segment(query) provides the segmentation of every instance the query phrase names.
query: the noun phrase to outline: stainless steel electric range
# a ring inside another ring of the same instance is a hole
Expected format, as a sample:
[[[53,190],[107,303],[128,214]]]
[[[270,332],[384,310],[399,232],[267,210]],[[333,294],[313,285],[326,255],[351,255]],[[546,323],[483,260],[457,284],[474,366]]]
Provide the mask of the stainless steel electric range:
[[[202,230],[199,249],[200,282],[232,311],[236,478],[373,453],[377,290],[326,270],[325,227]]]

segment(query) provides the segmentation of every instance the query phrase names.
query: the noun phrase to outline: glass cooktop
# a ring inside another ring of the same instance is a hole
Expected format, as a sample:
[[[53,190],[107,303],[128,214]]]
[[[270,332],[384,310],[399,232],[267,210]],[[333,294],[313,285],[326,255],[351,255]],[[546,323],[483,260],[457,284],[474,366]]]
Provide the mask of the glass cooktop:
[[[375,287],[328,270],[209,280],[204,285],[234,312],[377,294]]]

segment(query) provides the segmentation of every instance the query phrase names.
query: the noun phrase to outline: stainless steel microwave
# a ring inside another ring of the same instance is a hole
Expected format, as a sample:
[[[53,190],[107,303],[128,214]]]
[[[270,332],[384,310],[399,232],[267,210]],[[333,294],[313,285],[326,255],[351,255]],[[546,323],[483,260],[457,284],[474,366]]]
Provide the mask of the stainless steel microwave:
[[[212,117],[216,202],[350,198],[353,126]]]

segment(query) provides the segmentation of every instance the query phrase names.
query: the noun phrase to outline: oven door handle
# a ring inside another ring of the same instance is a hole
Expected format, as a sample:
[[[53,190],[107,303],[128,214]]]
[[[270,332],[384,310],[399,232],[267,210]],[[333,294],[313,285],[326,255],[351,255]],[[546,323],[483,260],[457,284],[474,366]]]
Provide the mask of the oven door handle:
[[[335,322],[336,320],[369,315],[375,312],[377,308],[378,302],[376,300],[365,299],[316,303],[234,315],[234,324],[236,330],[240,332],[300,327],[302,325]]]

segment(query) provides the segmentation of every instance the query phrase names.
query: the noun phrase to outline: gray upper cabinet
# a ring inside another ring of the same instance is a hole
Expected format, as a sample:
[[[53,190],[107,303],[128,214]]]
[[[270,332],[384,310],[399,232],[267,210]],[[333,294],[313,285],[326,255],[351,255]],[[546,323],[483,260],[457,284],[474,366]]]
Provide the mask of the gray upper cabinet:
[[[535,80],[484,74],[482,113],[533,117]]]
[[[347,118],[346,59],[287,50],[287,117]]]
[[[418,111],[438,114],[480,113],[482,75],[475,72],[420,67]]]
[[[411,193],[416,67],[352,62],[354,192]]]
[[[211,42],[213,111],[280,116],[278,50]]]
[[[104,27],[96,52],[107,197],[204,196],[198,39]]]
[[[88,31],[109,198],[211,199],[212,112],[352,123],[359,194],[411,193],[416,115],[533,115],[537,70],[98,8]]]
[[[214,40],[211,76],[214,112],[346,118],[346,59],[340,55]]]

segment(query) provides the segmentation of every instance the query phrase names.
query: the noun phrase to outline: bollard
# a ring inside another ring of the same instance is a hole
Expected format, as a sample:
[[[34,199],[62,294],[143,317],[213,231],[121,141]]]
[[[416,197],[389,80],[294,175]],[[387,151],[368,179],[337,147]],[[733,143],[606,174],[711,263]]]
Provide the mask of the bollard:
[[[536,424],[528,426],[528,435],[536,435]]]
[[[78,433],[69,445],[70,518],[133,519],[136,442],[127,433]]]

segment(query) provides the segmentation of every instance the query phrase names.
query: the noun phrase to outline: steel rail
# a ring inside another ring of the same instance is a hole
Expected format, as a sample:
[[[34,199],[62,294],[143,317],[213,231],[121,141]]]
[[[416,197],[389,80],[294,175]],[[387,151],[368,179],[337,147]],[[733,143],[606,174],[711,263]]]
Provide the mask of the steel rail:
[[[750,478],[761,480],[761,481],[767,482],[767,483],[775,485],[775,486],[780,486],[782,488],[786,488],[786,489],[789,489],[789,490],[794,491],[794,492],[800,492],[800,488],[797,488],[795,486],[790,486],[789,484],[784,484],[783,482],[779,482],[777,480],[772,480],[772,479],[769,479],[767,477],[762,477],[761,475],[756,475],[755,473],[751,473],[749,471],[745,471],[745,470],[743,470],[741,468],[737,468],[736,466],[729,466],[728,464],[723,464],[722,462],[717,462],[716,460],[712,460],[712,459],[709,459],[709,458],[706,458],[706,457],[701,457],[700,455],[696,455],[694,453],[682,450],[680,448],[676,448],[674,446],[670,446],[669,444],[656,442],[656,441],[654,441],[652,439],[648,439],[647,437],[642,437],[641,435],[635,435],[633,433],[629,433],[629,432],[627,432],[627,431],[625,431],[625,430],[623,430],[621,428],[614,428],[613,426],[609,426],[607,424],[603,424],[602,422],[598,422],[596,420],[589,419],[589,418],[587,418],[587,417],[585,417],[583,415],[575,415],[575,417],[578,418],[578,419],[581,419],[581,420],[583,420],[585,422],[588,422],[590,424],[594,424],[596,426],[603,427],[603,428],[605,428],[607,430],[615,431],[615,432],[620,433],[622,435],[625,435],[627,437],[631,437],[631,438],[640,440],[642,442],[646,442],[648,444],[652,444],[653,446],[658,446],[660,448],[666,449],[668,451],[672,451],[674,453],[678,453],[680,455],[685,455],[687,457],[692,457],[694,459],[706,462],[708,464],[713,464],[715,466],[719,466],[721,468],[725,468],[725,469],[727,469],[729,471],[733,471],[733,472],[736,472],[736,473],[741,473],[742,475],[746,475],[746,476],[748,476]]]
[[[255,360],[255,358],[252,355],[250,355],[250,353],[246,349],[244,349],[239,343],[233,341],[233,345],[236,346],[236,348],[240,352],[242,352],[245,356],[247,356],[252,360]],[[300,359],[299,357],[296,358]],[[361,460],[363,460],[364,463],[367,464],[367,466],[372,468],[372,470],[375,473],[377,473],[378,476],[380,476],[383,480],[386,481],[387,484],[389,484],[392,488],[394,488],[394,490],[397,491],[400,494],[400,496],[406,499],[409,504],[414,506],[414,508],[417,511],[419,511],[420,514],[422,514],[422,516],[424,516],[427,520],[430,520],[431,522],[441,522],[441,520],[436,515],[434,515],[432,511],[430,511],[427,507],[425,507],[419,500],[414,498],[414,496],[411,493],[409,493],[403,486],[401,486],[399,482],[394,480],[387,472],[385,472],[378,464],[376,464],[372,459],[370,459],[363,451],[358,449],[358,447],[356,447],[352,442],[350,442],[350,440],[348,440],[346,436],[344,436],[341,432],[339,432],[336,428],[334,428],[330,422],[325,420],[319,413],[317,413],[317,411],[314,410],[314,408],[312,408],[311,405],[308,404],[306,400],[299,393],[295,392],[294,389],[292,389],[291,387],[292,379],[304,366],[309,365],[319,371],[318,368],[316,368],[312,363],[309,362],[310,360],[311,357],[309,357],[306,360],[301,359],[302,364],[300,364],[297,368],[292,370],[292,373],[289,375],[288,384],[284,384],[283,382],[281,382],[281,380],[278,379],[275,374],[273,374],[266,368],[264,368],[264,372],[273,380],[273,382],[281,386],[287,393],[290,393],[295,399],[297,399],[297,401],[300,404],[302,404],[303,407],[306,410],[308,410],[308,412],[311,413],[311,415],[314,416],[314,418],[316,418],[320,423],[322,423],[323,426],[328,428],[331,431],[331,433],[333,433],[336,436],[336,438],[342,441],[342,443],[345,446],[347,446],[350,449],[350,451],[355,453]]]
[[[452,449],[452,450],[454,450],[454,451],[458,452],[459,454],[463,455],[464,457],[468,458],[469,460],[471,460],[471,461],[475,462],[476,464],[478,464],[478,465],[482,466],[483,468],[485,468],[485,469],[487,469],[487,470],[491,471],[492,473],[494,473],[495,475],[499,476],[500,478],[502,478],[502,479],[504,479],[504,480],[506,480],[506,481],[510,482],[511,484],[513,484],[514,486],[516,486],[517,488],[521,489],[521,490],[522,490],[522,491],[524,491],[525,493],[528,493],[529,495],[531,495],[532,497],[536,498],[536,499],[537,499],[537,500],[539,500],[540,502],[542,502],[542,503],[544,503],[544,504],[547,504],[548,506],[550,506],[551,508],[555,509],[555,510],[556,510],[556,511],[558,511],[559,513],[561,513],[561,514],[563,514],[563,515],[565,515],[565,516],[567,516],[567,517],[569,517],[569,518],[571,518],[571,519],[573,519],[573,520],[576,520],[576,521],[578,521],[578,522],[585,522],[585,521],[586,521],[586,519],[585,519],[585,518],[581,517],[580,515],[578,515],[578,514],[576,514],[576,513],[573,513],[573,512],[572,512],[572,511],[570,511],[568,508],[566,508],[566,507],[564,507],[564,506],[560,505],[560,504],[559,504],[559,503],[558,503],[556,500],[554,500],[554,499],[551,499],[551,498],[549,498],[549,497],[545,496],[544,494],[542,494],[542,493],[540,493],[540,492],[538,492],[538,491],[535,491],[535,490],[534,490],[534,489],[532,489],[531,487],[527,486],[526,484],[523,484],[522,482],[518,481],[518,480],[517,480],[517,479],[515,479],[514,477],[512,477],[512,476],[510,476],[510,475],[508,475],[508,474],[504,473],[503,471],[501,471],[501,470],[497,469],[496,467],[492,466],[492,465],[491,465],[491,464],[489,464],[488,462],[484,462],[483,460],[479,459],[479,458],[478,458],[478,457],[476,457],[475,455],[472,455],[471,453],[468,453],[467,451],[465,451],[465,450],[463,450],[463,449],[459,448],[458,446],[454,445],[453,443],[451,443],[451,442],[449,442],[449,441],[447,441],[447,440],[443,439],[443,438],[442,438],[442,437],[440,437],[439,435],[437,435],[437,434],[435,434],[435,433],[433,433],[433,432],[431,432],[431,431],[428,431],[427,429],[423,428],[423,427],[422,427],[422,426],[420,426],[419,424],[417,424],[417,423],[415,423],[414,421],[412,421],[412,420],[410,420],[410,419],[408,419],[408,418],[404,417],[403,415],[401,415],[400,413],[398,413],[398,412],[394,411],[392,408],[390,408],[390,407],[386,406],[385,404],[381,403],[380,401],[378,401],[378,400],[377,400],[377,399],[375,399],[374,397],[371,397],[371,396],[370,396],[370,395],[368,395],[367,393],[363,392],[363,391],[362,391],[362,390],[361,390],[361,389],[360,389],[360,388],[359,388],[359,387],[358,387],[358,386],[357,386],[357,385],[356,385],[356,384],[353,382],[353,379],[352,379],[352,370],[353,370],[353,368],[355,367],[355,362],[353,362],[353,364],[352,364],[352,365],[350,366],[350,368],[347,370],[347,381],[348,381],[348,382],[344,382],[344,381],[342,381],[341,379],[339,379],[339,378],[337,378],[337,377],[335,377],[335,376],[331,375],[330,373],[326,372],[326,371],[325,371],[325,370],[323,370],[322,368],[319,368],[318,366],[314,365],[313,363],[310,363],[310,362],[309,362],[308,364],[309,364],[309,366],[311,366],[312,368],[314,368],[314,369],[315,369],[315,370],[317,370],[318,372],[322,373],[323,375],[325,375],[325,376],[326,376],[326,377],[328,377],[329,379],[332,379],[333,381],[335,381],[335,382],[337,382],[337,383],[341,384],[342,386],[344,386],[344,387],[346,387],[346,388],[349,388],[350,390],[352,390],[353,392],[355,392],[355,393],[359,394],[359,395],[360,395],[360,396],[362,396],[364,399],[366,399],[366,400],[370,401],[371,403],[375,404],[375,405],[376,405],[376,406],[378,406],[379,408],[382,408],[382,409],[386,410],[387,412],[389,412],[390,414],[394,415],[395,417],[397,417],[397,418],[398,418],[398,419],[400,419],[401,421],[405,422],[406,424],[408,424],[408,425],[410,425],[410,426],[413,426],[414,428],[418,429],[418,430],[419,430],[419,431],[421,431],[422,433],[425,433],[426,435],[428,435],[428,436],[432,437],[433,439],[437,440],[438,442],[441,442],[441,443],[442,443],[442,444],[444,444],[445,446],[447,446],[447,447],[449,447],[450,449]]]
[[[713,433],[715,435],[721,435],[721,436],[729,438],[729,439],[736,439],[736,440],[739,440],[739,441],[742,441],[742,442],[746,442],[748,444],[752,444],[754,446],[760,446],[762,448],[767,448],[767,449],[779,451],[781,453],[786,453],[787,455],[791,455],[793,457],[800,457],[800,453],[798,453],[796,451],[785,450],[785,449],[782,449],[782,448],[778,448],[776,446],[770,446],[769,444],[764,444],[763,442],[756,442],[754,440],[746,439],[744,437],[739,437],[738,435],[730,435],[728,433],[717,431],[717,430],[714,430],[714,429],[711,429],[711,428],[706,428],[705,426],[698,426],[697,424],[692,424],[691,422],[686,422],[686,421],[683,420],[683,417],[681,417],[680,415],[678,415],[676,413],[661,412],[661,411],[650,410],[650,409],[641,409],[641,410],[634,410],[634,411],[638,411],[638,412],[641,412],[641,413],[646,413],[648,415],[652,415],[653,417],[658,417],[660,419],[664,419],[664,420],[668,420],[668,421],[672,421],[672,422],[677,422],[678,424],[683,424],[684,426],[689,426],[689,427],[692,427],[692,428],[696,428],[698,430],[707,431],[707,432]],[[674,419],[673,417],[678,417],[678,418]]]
◇ ◇ ◇
**EXERCISE BRIEF:** Transcribe, with no changes, the listing above from its first line through the line with "query: the noun phrase to outline: oven", including that line, and stop once it is done.

**EXERCISE RESULT:**
segment(query) provides the segmentation of every instance the query phrase names.
query: the noun phrase to outline: stainless steel electric range
# a ring inside another ring of the same instance is a hole
Expected format, as a sample:
[[[53,190],[107,303],[128,214]]]
[[[270,332],[384,310],[399,232],[267,210]],[[333,294],[313,285],[326,255],[351,255]],[[546,323],[483,260],[457,284],[474,366]]]
Provide the mask of the stainless steel electric range:
[[[202,230],[199,249],[200,282],[232,311],[236,478],[373,453],[377,290],[326,270],[325,227]]]

segment(query) provides the segmentation of every instance the query phrase names.
query: the noun phrase to outline: glass cooktop
# a ring inside another ring of the same instance is a hole
Expected format, as a sample:
[[[53,190],[107,303],[128,214]]]
[[[270,332],[384,310],[399,232],[267,210]],[[333,294],[313,285],[326,255],[351,255]],[[546,323],[483,260],[457,284],[474,366]]]
Provide the mask of the glass cooktop:
[[[375,287],[328,270],[209,280],[204,285],[234,312],[377,294]]]

segment(query) provides the segmentation of every instance the query phrase names.
query: the noun phrase to outline: stainless steel microwave
# a ring inside another ring of the same instance is a hole
Expected format, as a sample:
[[[53,190],[107,303],[128,214]]]
[[[270,332],[384,310],[399,232],[267,210]],[[333,294],[313,285],[326,255],[351,255]],[[546,323],[483,260],[457,284],[474,366]]]
Provide the mask of the stainless steel microwave:
[[[212,117],[216,202],[350,198],[353,126]]]

segment(query) provides the segmentation of every instance the query phrase names.
query: the noun phrase to outline: oven door handle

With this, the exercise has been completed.